Simon Bainbridge

British composer and teacher Simon Bainbridge was born in London on 30 August 1952 and studied at the Royal College of Music with John Lambert and then at Tanglewood with Gunther Schuller. He began to make his name as a composer while still a student, with Spirogyra (1970) which was performed at the 1971 Aldeburgh Festival. This led to a commission for the Yale Quartet from Andre Previn for a string quartet for the 1972 South Bank Summer Music Festival.

During the 1980s and 90s Bainbridge wrote a series of large scale works such as Fantasia for Double Orchestra (1983), Double Concerto (1990), Toccata for Orchestra (1992), Landscape and Memory (1995, a horn concerto) and the 1998 Three Pieces for Orchestra.

Bainbridge's music was often influenced by American culture. His 1994 orchestral song cycle Ad Ora Incerta won the 1997 Grawemeyer Award.

From 1999 until 2007 he was head of composition at the Royal Academy of Music in London, and continued to teach there later as a senior composition professor. He  also taught at Yonsei University, Seoul, South Korea and at Juilliard, Yale and the Boston and New England music conservatories in the USA.

* _Short task_
Duplicate the passage on Simon Bainbridge between "British composer and" and "Pieces for Orchestra.", inclusive. The dataset rows play no part in this work.

(Dataset rows)
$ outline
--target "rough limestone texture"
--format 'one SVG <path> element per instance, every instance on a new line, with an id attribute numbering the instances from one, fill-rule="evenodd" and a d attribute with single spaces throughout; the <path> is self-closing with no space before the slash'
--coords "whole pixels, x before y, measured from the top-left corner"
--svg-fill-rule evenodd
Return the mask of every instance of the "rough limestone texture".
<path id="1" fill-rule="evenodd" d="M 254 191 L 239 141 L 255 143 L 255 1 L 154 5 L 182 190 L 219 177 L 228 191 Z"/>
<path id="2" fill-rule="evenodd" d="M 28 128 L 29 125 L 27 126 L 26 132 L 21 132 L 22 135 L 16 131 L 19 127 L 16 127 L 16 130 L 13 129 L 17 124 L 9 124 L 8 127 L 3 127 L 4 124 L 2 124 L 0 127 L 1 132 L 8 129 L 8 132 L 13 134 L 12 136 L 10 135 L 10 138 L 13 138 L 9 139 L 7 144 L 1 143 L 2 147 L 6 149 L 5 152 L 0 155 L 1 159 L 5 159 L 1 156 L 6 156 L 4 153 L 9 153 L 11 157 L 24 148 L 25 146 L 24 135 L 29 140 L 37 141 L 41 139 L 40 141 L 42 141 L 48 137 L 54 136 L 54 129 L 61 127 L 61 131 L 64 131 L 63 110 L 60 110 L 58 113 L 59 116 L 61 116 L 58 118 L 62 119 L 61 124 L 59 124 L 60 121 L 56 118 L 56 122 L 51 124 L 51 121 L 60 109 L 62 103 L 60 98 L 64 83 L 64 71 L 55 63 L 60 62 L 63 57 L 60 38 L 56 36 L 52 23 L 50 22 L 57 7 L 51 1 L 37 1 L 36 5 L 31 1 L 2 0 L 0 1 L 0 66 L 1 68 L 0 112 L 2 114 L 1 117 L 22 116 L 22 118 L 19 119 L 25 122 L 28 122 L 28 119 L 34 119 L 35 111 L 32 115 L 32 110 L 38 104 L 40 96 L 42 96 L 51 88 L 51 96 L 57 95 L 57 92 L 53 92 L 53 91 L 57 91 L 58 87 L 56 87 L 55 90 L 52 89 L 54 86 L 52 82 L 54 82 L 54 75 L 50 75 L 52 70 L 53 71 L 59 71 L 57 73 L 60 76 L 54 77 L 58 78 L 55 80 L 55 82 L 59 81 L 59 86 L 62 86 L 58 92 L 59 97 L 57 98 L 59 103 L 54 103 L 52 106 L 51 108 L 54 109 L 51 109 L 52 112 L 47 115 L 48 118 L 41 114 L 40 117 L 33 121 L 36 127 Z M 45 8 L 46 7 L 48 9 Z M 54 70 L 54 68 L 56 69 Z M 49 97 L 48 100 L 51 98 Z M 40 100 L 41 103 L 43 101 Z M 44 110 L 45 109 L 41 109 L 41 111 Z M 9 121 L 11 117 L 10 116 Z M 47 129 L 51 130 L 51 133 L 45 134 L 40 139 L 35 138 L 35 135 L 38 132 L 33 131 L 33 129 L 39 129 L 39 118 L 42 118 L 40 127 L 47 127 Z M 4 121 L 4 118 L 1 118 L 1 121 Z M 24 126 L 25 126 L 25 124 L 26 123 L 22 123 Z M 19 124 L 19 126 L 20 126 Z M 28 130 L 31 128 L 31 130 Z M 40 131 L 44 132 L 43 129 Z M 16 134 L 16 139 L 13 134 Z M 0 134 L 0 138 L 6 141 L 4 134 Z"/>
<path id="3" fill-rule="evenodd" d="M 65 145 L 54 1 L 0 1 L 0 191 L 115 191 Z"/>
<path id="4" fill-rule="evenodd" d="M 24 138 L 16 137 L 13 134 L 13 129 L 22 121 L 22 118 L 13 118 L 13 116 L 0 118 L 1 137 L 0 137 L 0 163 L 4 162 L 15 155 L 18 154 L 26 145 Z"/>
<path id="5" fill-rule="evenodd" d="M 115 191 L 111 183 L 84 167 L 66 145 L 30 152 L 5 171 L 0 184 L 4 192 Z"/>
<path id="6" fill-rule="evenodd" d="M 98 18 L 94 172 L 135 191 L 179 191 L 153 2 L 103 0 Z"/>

* _Reply to the task_
British composer and teacher Simon Bainbridge was born in London on 30 August 1952 and studied at the Royal College of Music with John Lambert and then at Tanglewood with Gunther Schuller. He began to make his name as a composer while still a student, with Spirogyra (1970) which was performed at the 1971 Aldeburgh Festival. This led to a commission for the Yale Quartet from Andre Previn for a string quartet for the 1972 South Bank Summer Music Festival.

During the 1980s and 90s Bainbridge wrote a series of large scale works such as Fantasia for Double Orchestra (1983), Double Concerto (1990), Toccata for Orchestra (1992), Landscape and Memory (1995, a horn concerto) and the 1998 Three Pieces for Orchestra.